Collected data entries:

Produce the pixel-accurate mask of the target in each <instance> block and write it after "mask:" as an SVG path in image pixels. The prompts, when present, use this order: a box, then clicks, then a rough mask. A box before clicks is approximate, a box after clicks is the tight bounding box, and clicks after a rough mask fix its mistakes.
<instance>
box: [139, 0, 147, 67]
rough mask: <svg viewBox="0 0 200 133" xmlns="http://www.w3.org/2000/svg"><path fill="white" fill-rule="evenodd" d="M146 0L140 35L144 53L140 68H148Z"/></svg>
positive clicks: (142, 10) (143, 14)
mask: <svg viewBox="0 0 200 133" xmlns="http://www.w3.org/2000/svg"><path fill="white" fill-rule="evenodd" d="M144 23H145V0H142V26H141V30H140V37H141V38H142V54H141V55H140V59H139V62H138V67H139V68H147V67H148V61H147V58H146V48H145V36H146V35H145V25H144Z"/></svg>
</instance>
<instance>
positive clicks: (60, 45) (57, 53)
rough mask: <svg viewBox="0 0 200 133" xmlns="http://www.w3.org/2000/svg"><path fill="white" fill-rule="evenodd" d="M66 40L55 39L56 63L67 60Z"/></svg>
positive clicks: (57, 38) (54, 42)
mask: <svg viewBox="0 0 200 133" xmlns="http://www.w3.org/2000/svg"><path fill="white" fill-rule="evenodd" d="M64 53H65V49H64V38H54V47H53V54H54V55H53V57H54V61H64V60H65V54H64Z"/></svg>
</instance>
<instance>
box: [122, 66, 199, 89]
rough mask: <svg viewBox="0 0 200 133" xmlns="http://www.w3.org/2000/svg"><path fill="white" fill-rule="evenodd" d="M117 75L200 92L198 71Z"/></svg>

_WHAT YOU SHOULD DO_
Line by line, the data should be returned exactly as written.

_TASK RESPONSE_
Produce the pixel-accurate mask of the target in each <instance> block and write it after "mask:" as an SVG path in image pixels. The prompts, when present, use this order: a box, then clicks, then a rough mask. A box before clicks is approximate, a box after clicks is the tight bounding box, and clicks after a rough mask fix its mistakes.
<instance>
box: [139, 0, 147, 67]
rough mask: <svg viewBox="0 0 200 133" xmlns="http://www.w3.org/2000/svg"><path fill="white" fill-rule="evenodd" d="M146 0L140 35L144 53L140 68H148Z"/></svg>
positive clicks: (142, 10) (143, 14)
mask: <svg viewBox="0 0 200 133" xmlns="http://www.w3.org/2000/svg"><path fill="white" fill-rule="evenodd" d="M144 23H145V0H142V26H141V30H140V37H141V38H142V54H141V55H140V59H139V62H138V67H139V68H147V67H148V61H147V58H146V48H145V36H146V35H145V25H144Z"/></svg>
</instance>
<instance>
positive clicks: (60, 45) (57, 53)
rough mask: <svg viewBox="0 0 200 133" xmlns="http://www.w3.org/2000/svg"><path fill="white" fill-rule="evenodd" d="M66 40L55 39L56 63L67 60Z"/></svg>
positive clicks: (57, 38) (54, 42)
mask: <svg viewBox="0 0 200 133" xmlns="http://www.w3.org/2000/svg"><path fill="white" fill-rule="evenodd" d="M64 53H65V49H64V38H54V47H53V54H54V55H53V57H54V61H64V60H65V54H64Z"/></svg>
</instance>
<instance>
box: [122, 66, 199, 89]
rough mask: <svg viewBox="0 0 200 133" xmlns="http://www.w3.org/2000/svg"><path fill="white" fill-rule="evenodd" d="M117 75L200 92L198 71Z"/></svg>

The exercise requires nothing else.